MATERIAL »
------------------------
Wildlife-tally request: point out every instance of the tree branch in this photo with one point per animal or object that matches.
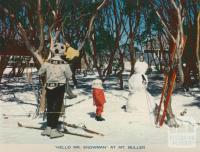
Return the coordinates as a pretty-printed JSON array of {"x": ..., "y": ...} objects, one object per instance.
[{"x": 91, "y": 23}]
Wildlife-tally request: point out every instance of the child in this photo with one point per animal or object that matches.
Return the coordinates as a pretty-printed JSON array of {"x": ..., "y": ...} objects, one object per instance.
[{"x": 98, "y": 98}]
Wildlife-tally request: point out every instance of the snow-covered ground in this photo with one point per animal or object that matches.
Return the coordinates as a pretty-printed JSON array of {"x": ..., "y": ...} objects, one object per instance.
[{"x": 17, "y": 97}]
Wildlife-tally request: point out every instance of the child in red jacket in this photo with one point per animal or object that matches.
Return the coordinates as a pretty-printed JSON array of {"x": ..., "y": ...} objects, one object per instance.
[{"x": 98, "y": 98}]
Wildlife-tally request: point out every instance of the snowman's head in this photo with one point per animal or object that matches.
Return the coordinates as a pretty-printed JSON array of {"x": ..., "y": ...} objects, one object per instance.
[{"x": 58, "y": 49}]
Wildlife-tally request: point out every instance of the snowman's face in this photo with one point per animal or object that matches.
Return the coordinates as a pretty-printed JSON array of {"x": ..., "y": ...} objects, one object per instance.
[
  {"x": 58, "y": 49},
  {"x": 65, "y": 51}
]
------------------------
DESCRIPTION OF THE TASK »
Transcribe every one of the records above word for word, omitting the picture.

SOLVED PROBLEM »
Wildlife-tally request: point out every instance of the tree branch in this photo with one point per animal or object that matches.
Return the coordinates as a pretty-printed JSON array of {"x": ..., "y": ...} objects, one object per instance.
[{"x": 91, "y": 23}]
Wildlife-tally request: point out every instance of the child in this photo with one point per animal or object that matches.
Return the coordinates as a pretty-printed JSON array of {"x": ..., "y": ...} objects, one object per instance.
[{"x": 98, "y": 98}]
Wildlife-tally request: point out every instance of the snow-covered ground in this photo with one point per animal or object that matches.
Return the coordinates as a pretty-printed JSON array of {"x": ..., "y": ...} objects, one object per instance.
[{"x": 17, "y": 97}]
Wildlife-tally request: point out every instance of the child in red jacket in this photo with one point per animal or object that matches.
Return the coordinates as a pretty-printed JSON array of {"x": ..., "y": ...} objects, one object per instance.
[{"x": 98, "y": 98}]
Wildlife-tally request: point out every instance of the snowman's head in this photo with one point per animal or object that matches.
Return the coordinates as a pretty-printed JSON array of {"x": ..., "y": ...} objects, one object per instance.
[{"x": 58, "y": 49}]
Wildlife-tally request: point out every instance of the snowman's face in this photo with one point per animal or object that matches.
Return the coordinates as a pretty-printed JSON array of {"x": ..., "y": ...} objects, one object per instance.
[
  {"x": 58, "y": 49},
  {"x": 65, "y": 51}
]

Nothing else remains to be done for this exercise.